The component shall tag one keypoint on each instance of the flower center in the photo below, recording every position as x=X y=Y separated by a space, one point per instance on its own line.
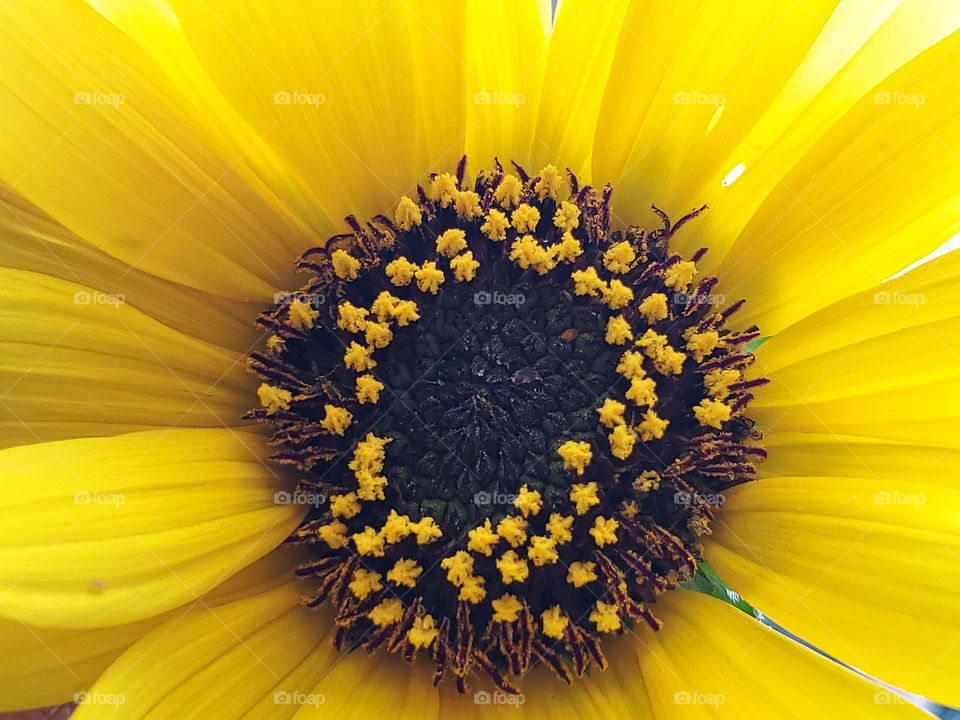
x=521 y=422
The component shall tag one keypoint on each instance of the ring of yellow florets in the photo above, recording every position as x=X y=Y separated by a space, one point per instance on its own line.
x=584 y=548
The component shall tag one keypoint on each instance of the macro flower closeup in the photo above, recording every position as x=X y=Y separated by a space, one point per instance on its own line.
x=410 y=359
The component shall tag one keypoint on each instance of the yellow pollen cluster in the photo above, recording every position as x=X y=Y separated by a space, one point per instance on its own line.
x=576 y=455
x=512 y=568
x=718 y=382
x=622 y=440
x=401 y=271
x=408 y=214
x=702 y=344
x=443 y=189
x=611 y=413
x=506 y=608
x=665 y=359
x=618 y=330
x=619 y=258
x=542 y=550
x=652 y=427
x=654 y=307
x=301 y=315
x=642 y=391
x=679 y=275
x=549 y=183
x=495 y=226
x=357 y=357
x=369 y=542
x=345 y=265
x=712 y=413
x=429 y=278
x=387 y=612
x=451 y=241
x=364 y=582
x=464 y=267
x=508 y=191
x=526 y=252
x=559 y=528
x=336 y=420
x=587 y=282
x=423 y=633
x=459 y=567
x=581 y=573
x=616 y=295
x=525 y=218
x=378 y=335
x=273 y=398
x=426 y=530
x=528 y=501
x=567 y=216
x=513 y=529
x=604 y=531
x=631 y=365
x=346 y=506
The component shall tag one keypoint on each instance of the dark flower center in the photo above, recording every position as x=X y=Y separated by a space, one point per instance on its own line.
x=520 y=420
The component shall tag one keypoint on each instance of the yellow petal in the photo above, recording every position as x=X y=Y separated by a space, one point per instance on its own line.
x=712 y=660
x=800 y=454
x=578 y=66
x=107 y=145
x=875 y=193
x=687 y=82
x=32 y=240
x=864 y=569
x=332 y=89
x=881 y=364
x=106 y=531
x=381 y=686
x=505 y=58
x=258 y=657
x=40 y=667
x=79 y=362
x=862 y=44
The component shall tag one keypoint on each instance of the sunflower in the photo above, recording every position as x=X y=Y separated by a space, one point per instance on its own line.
x=609 y=310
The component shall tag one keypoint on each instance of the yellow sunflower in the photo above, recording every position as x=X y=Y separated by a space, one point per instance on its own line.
x=467 y=459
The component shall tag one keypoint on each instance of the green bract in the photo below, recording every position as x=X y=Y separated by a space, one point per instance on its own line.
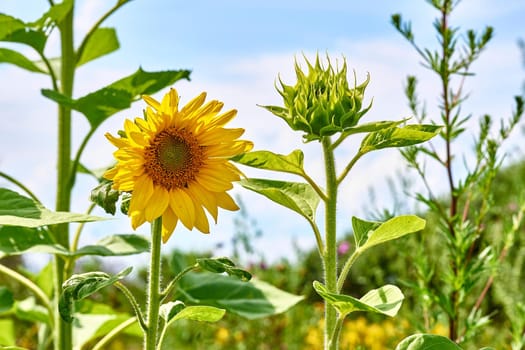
x=321 y=103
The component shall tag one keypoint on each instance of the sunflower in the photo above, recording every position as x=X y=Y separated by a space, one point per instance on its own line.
x=175 y=163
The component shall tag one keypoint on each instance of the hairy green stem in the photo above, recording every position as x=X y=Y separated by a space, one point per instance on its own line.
x=63 y=339
x=150 y=339
x=346 y=269
x=330 y=252
x=136 y=308
x=113 y=333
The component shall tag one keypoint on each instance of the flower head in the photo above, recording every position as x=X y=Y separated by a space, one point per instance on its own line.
x=175 y=163
x=321 y=103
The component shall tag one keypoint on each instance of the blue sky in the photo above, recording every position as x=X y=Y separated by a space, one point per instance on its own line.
x=235 y=50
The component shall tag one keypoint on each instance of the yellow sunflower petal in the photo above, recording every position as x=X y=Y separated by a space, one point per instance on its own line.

Task brief = Write out the records above exactly as they appear, leaving out any pictures.

Result of the task =
The component shall tag one keypoint on each instance of the flower center in the photo below, recording every position as x=X y=Y separated by a space, one point per instance on its own line.
x=521 y=422
The component shall tag one keypoint on each instance of the ring of yellow florets in the photo above, recording every position as x=X y=Y separated by a space, one point per instance on its own line.
x=584 y=548
The component shall tag one keypoint on each instance of the macro flower closeup in the photo above, recording every position as x=X y=Y separated by a space, one point per instance on its own line.
x=410 y=359
The component shall tag one keypoint on each instance of the yellow pollen cluster in the photo above, recording every position as x=X y=Y separated by a space, one point per instance on its own line.
x=576 y=455
x=512 y=568
x=718 y=382
x=622 y=440
x=401 y=271
x=408 y=214
x=702 y=344
x=443 y=189
x=611 y=413
x=506 y=608
x=665 y=359
x=618 y=330
x=619 y=258
x=542 y=550
x=652 y=427
x=654 y=307
x=301 y=315
x=642 y=391
x=679 y=275
x=549 y=183
x=495 y=226
x=357 y=357
x=369 y=542
x=345 y=265
x=712 y=413
x=429 y=278
x=387 y=612
x=451 y=241
x=364 y=582
x=464 y=267
x=508 y=191
x=526 y=252
x=559 y=528
x=336 y=420
x=587 y=282
x=423 y=633
x=459 y=567
x=581 y=573
x=616 y=295
x=525 y=218
x=378 y=335
x=273 y=398
x=426 y=530
x=528 y=501
x=567 y=216
x=513 y=529
x=604 y=531
x=631 y=365
x=346 y=506
The component shall tag one keypoint on each instance of the dark flower center in the photo above, recording every position as x=X y=Y separated by a space, one point per instance on its own line.
x=520 y=420
The component shall tag one keypoint on each instance of the yellow petal in the photo above, recording every position as x=X y=Y separated by a space, one point per instance on its own line.
x=712 y=660
x=800 y=454
x=578 y=66
x=107 y=145
x=875 y=193
x=687 y=82
x=32 y=240
x=864 y=569
x=332 y=89
x=881 y=364
x=106 y=531
x=381 y=686
x=505 y=58
x=258 y=657
x=40 y=667
x=79 y=362
x=862 y=44
The component shall tag one keypoint on each instance of the sunflower in the photo above, recording every position as x=X y=Y separated by a space, one point per instance on its own line.
x=609 y=310
The component shall tag one keypoint on each instance of the yellow sunflower in the photo above, recording every position as x=X y=Y separated by a space, one point per instance on its own line.
x=467 y=459
The component shall tag one keypoint on each instance of the green bract in the photo below, recording every position as x=X y=Y separated by a space, one point per instance on its own line.
x=321 y=103
The component shall tag one keypoint on each instance of the sunflower in the photo above, recording every position as x=X y=Y separated by a space, one point per instance on its own line.
x=175 y=163
The component shall tag one keypoint on each instance of the hairy green stem in the photo above, recording every position as x=X y=Y separated by a space, one point per instance on its own line.
x=63 y=339
x=150 y=339
x=346 y=269
x=330 y=252
x=136 y=308
x=113 y=333
The component shall tag one keypoint on each instance of the flower head in the photo above, recording every position as x=X y=Y separated by a space, one point per instance on its own line.
x=175 y=163
x=321 y=103
The component shall tag one keypoint on each instance of the blue sky in the photo above, recording every position as x=X y=Y separated by a space, one point per instance on its own line.
x=235 y=50
The component shall tag one keypoint on each instance of the yellow sunflower petal in the photo above, recording every position as x=X y=Y separated by a space, one point per instance on its own line.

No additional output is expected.